=== Begin Enclosure ===

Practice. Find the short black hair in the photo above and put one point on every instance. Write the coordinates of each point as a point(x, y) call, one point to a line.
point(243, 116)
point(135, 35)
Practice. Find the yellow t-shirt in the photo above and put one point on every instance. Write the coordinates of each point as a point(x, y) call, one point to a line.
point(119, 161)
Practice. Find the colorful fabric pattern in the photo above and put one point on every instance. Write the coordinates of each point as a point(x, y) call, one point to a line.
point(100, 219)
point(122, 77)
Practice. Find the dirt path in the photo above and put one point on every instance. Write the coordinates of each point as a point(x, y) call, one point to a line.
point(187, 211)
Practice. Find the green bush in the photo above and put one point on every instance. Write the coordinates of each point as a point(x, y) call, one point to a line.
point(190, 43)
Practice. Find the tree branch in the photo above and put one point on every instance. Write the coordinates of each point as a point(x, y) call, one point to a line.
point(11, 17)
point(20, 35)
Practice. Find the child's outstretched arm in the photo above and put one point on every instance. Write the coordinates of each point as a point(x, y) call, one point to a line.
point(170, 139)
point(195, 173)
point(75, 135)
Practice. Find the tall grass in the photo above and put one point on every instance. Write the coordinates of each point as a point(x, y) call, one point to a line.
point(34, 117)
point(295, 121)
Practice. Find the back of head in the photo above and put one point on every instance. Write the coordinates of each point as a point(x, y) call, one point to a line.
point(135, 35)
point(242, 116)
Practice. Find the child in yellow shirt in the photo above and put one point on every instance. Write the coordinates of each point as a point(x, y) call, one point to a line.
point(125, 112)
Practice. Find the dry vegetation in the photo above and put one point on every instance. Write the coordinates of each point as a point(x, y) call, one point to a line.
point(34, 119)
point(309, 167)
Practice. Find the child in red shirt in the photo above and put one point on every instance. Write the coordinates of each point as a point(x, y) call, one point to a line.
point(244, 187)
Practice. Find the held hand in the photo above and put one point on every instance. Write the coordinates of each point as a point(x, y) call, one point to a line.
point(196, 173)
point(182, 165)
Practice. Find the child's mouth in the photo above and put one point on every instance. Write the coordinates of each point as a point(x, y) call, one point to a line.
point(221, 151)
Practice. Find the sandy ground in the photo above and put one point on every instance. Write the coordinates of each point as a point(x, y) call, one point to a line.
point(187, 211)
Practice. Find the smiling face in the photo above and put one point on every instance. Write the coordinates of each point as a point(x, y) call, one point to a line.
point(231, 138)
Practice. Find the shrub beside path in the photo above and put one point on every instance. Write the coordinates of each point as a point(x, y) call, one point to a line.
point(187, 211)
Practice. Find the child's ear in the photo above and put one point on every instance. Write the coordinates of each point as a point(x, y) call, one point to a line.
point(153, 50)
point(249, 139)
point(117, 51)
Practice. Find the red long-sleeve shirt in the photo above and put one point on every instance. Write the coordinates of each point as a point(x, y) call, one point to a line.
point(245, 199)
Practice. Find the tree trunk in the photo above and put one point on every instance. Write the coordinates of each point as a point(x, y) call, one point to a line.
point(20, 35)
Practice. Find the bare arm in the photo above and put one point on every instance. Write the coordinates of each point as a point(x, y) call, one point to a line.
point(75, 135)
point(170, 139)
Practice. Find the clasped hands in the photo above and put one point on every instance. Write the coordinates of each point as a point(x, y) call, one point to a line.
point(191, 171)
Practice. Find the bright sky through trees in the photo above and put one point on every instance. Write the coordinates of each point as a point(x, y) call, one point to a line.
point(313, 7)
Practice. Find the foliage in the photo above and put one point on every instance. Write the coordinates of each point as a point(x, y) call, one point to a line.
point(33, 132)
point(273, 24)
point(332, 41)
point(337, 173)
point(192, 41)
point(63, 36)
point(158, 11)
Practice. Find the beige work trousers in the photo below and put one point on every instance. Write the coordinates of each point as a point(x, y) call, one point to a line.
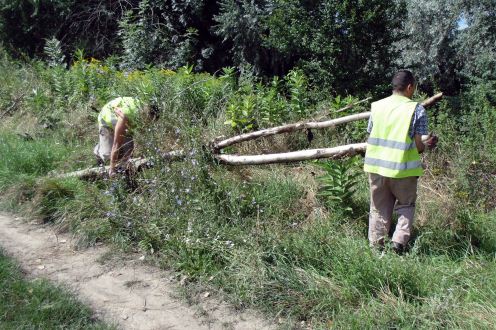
point(386, 195)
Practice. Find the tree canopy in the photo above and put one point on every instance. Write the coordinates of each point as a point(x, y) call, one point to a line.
point(343, 47)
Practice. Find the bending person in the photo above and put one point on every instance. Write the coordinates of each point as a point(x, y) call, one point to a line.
point(116, 123)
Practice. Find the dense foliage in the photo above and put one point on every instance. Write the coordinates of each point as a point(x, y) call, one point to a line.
point(342, 46)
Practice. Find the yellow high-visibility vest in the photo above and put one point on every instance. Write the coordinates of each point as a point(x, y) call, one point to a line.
point(130, 107)
point(391, 152)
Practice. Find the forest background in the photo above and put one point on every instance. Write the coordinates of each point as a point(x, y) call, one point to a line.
point(287, 239)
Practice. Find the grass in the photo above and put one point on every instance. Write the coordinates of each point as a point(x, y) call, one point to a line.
point(37, 304)
point(263, 236)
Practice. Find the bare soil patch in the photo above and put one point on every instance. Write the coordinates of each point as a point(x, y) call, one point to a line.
point(130, 294)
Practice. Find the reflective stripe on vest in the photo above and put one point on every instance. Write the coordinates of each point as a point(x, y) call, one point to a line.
point(391, 152)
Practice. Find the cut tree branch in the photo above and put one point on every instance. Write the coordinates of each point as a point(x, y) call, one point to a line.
point(218, 145)
point(136, 164)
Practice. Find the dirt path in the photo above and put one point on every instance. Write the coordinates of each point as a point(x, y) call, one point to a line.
point(130, 294)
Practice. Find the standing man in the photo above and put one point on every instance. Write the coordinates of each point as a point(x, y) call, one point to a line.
point(392, 161)
point(116, 122)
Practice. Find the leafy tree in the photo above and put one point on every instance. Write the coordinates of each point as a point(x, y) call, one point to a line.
point(343, 45)
point(477, 42)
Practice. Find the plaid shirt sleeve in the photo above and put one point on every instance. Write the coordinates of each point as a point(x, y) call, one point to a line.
point(419, 124)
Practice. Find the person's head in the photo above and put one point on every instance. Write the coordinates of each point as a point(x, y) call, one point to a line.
point(404, 83)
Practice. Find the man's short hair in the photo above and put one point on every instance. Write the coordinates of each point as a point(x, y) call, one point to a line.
point(402, 79)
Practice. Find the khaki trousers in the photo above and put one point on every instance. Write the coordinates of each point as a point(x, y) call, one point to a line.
point(386, 195)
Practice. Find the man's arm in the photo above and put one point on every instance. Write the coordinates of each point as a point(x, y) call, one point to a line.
point(119, 132)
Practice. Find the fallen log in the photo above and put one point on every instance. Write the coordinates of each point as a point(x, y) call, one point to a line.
point(295, 156)
point(136, 164)
point(218, 145)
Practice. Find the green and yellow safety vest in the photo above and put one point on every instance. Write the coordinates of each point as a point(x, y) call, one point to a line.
point(129, 106)
point(391, 152)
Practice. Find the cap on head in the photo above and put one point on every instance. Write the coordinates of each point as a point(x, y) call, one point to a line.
point(402, 79)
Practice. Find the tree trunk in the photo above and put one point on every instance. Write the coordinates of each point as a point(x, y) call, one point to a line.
point(135, 164)
point(218, 145)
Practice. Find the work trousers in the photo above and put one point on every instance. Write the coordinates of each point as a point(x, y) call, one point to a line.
point(105, 142)
point(386, 195)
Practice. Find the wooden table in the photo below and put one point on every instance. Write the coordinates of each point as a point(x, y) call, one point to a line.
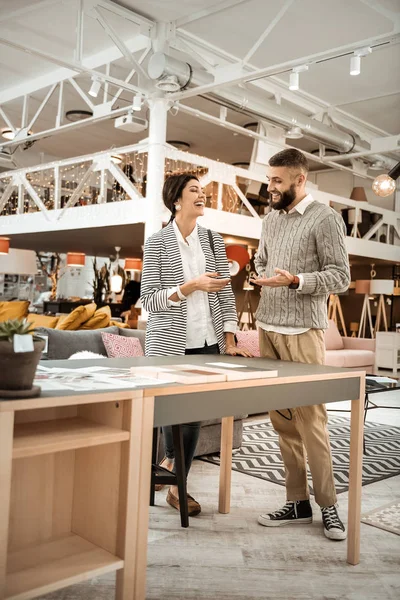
point(75, 468)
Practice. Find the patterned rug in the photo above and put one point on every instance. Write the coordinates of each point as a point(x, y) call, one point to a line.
point(385, 517)
point(260, 457)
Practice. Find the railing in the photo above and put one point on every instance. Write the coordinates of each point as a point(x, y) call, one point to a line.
point(120, 174)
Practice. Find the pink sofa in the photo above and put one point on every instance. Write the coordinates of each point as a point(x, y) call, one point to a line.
point(352, 353)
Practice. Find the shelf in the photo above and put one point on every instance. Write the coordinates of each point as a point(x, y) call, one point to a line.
point(45, 437)
point(56, 564)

=== End Enclosure ===

:: Try it ::
Starting at the line that holds "Practice. Find the wooden", write out every remaining line of the material above exactly as it appears. Pictures should not be copied.

:: Answer section ::
Practice. Find the wooden table in the photo below and put one point on every instance. Write the coordinates of each point as a point(x, y) call, one point to a line.
point(75, 468)
Practice. Find the patterned rug in the photo above and put one point on every instance. Write the coordinates of each point as a point(x, y) call, one point to a line.
point(385, 517)
point(260, 457)
Practice. Find the railing in the photo above and put one point on every instance. Write the coordinates of each point as a point(x, y) call, one point to a line.
point(120, 174)
Practice. Find the pink sofa in the photo above and put one point on every instance. Write the coordinates of each point as a point(x, y) call, one point to a line.
point(352, 353)
Practice. Find the shelf in the photo above and put one point on every instance. Write the coordinates of each point as a point(x, y) call, one point to a line.
point(45, 437)
point(56, 564)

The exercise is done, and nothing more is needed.